(Photo object pointing records)
──────────────────────────────
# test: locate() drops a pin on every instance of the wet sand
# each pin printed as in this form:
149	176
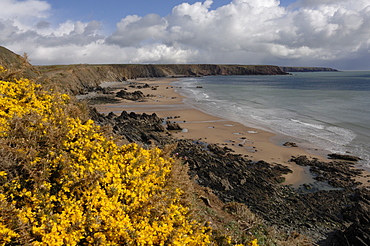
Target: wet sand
250	142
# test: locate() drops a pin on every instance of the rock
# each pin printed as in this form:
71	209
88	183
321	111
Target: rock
133	96
322	215
290	144
173	126
344	157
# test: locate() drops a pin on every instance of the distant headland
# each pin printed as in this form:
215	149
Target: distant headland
307	69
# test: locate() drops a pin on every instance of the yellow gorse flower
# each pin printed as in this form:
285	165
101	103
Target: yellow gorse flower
85	190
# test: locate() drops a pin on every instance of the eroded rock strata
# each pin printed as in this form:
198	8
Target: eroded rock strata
338	216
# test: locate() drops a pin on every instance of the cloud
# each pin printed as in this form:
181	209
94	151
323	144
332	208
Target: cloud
244	31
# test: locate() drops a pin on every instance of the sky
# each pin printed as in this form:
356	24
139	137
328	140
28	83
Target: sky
328	33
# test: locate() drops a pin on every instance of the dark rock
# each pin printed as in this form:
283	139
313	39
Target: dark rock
344	157
173	126
134	96
329	217
290	144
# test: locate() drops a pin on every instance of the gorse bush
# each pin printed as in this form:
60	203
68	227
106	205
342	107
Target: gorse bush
63	182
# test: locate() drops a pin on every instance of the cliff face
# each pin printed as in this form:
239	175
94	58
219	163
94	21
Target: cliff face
308	69
78	78
17	65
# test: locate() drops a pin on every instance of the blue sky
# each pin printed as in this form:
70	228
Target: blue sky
332	33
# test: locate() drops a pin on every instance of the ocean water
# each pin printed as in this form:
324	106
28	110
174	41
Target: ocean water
329	110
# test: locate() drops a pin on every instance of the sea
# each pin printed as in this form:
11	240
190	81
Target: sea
329	111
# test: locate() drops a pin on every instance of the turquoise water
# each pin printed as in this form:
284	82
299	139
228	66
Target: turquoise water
330	110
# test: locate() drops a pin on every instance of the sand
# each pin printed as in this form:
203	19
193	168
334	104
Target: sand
254	143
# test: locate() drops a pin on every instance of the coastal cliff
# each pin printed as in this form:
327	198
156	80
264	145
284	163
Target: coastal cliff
329	217
79	78
308	69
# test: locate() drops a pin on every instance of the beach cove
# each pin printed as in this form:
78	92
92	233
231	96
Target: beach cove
252	143
307	193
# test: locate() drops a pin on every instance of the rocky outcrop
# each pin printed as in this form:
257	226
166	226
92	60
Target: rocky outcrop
344	157
132	96
17	65
338	216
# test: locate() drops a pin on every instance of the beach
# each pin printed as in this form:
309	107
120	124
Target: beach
255	144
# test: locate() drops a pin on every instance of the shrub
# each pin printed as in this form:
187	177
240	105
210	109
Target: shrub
63	182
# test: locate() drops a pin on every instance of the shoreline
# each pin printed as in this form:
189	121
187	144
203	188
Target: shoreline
255	144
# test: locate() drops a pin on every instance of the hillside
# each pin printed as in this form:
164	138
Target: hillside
308	69
243	200
17	65
79	78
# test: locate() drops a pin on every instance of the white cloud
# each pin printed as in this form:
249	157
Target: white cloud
243	31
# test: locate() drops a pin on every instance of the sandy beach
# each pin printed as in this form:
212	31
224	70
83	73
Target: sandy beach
253	143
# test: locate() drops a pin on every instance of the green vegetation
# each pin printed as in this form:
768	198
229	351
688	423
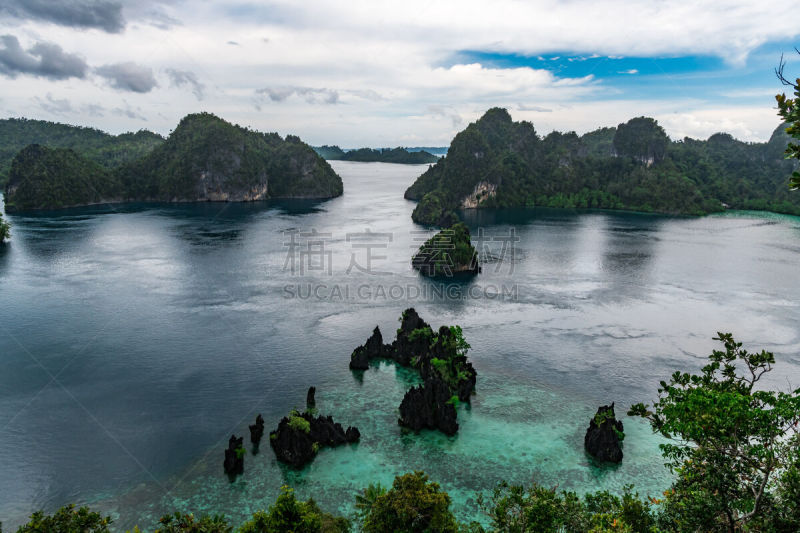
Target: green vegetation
381	155
51	178
413	504
730	441
108	151
447	253
205	158
67	520
789	110
5	230
496	162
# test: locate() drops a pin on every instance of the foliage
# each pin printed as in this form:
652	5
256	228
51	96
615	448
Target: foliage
205	156
204	144
50	178
633	166
448	252
789	110
68	519
289	515
186	523
513	509
730	440
413	504
5	230
298	423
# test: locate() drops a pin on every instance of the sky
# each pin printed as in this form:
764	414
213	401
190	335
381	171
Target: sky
387	73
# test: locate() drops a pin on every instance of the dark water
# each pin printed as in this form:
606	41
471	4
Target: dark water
134	341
──────────────────────────────
» **PROBLEM STATEMENT**: Print each entry shown above with exact wording and no pictures.

» **EXERCISE SOLUTION**:
# test: locate() drops a pin on every instance of the wet sand
# each pin printed as in this form:
149	176
Target: wet sand
250	142
# test: locate() drops a pin on every instance of the rock
# each pin printed as in this form:
71	209
88	183
321	111
Target: rock
133	96
322	215
290	144
173	126
344	157
# test: locate() drops a pin on every instance of the distant headland
# each pin printed as in this form:
215	149
Target: distant headland
307	69
# test: locate() drops a pin on every instance of the yellow gorse flower
# each pin printed as in this form:
285	165
101	103
Target: yellow gorse flower
85	190
# test: locate() drops a pin on every instance of the eroded rock strata
# each pin printed as in this form:
198	8
Target: eroded rock strata
338	216
# test: locate() drops a pin on every instance of the cloud
# each pin printed as in this form:
181	209
94	151
323	144
332	208
Target: cloud
244	31
# test: locate() drops a pin on every instance of the sky
# each pin printed as in this form:
356	24
139	137
328	140
28	83
Target: sky
328	33
# test: locate() drops a pin on every instance of the dark rock
# each pin printed as in this form:
283	139
313	39
Target: dark rock
344	157
173	126
134	96
329	217
290	144
# test: locate() drops a pin on every instance of the gorse bush
# each pin printed as in this form:
60	203
68	227
106	205
342	107
Target: gorse bush
63	182
# test: locate() drops a pin on every instance of the cliff face
# each pin printed as in this form:
239	175
94	58
219	163
94	21
Target: cliff face
308	69
78	78
17	65
# test: locate() drops a pin on every instance of the blue sky
# each pin printed as in this form:
70	228
Target: blue sky
332	33
# test: locate() drops a pin on every instance of the ocean water
# each pin printed as in this form:
324	106
28	110
174	41
Target: ocean water
329	110
# test: locate() drops a pin on every instance of the sea
# each pin printed as in this form:
11	240
190	81
Target: sea
329	111
# test: locate() drops a pin on every instance of the turquoise water
# each pin printed as in this form:
284	82
299	139
228	66
Target: turquoise water
330	110
# test: locate() drops a pin on every instance of the sand
# each pin printed as in this form:
203	19
193	168
334	104
Target: sand
254	143
# test: locate() drops a pin on every instance of the coastal cliff
# each pin printed as in this form:
327	198
156	80
264	145
284	163
Target: coastal cliff
329	217
79	78
308	69
# test: locate() drops a pin on every instance of the beach cove
# each pin printed as in this form:
78	92
92	233
231	96
Target: beach cove
252	143
307	193
# test: locate() drops a pin on every instance of the rocky outcrop
# each pin printed as in this form:
257	226
166	226
92	60
Target: rocky outcrop
344	157
132	96
17	65
338	216
# test: locate() drops a pin on every instance of the beach
# each pin printed as in this form:
309	107
120	124
Target: beach
255	144
# test: locate() drops a pin on every instance of the shrub
# each pin printed as in this form:
187	177
240	105
210	109
Target: shrub
63	182
# test: locate() drops a pin on every instance of the shoreline
# each pin printed as in this form:
189	121
187	144
203	188
Target: shoreline
255	144
# test: locate() drops a pin on every instance of the hillside
# each pin printed as in this form:
164	138
Target: hillside
308	69
243	200
17	65
79	78
# test: locate() drops a pin on every instance of the white cloud
# each pin printed as in this form:
249	157
Target: white cloud
243	31
# test: locate() drops a pin on every instance of the sandy beach
# each pin printed as in this form:
212	31
224	70
83	73
Target: sandy beach
253	143
# test: locate() drops a pin on every instance of the green vegetation
# each pin printed as in this form:
768	198
229	351
688	423
Target: green vegetation
381	155
51	178
413	504
730	441
108	151
447	253
205	158
67	520
789	110
5	230
496	162
# test: locate() drops a pin on every instance of the foliage
# each pin printed as in this form:
652	5
256	228
51	96
615	448
Target: foliage
205	156
204	144
50	178
633	166
448	252
789	110
68	519
289	515
186	523
513	509
730	440
413	504
5	230
298	423
# test: locate() drops a pin on every instance of the sky
# each pin printed as in this form:
764	414
213	401
190	335
381	171
Target: sky
387	73
# test: locate() drops a pin on every instance of the dark water
# each pin printed as in this form:
606	41
471	4
Target: dark water
134	341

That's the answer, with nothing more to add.